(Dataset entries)
___

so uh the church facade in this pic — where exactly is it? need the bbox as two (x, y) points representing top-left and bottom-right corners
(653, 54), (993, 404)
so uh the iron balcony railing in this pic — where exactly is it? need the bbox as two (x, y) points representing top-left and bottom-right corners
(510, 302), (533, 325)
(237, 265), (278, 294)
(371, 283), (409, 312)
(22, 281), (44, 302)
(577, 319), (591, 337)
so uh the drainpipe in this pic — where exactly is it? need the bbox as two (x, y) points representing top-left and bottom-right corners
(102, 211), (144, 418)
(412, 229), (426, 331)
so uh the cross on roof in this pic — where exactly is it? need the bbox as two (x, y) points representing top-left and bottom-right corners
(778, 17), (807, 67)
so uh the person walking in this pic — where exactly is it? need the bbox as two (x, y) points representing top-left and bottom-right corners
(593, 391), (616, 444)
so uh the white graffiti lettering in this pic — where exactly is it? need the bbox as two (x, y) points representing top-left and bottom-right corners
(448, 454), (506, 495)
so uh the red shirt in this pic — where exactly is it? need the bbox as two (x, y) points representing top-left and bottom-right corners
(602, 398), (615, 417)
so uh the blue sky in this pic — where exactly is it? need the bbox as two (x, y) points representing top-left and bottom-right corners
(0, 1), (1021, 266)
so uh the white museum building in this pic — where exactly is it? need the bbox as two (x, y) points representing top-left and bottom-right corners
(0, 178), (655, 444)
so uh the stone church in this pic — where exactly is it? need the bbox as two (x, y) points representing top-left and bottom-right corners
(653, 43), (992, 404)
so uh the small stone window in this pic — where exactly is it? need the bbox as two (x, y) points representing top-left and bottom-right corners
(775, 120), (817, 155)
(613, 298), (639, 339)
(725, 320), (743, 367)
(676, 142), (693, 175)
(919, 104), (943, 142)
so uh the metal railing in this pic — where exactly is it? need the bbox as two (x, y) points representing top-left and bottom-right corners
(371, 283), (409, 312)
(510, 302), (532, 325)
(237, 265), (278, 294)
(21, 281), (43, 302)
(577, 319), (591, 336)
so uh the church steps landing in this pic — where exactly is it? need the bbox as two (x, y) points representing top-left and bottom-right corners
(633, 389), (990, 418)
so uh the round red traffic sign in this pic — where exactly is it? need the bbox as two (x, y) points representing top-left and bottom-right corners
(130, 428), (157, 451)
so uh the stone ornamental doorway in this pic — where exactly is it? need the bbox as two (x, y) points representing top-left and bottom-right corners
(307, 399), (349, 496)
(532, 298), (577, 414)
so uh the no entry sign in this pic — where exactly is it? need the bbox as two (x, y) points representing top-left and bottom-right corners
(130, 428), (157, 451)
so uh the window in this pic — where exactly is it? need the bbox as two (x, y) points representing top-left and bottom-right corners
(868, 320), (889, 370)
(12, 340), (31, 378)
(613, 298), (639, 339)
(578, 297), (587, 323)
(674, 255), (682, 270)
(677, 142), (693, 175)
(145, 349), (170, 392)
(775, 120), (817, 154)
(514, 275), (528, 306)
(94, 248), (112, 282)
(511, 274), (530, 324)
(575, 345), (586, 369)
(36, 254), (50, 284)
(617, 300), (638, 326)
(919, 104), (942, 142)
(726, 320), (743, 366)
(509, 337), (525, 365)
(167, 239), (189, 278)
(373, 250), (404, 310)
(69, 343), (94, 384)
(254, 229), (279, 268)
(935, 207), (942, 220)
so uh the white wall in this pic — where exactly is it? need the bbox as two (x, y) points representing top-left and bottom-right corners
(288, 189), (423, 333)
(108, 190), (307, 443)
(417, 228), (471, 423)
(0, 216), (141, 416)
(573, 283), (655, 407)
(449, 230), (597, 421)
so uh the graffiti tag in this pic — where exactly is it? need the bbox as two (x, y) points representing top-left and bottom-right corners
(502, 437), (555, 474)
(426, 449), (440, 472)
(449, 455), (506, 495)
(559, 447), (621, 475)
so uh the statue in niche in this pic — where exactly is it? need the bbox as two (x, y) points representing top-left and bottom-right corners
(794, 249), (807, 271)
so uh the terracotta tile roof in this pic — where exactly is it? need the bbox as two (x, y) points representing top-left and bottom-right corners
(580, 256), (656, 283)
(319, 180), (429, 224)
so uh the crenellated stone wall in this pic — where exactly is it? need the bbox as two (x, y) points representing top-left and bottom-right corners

___

→ **Brief**
An exact repeat of the lines from the one containing "so uh the graffiti" through the final line above, both included, is the whole answer.

→ **Answer section**
so uh the graffiti tag in this pic — where exactly is it? need the bbox as two (x, y) points representing top-left and bottom-right corners
(502, 437), (555, 474)
(426, 449), (440, 472)
(449, 455), (506, 495)
(559, 447), (621, 475)
so uh the statue in niche in this pic — where exactly is it? need the bbox as two (x, y) points representing top-left and bottom-right corners
(794, 249), (807, 271)
so uh the terracotta tile roof in this pic — where exactly is it? need the bbox as two (x, y) points representing top-left and bottom-right corners
(580, 256), (656, 283)
(319, 180), (429, 224)
so uh the crenellated stone wall in this pic — where exactly is it? need the bbox as two (x, y) points representing top-left and bottom-right corners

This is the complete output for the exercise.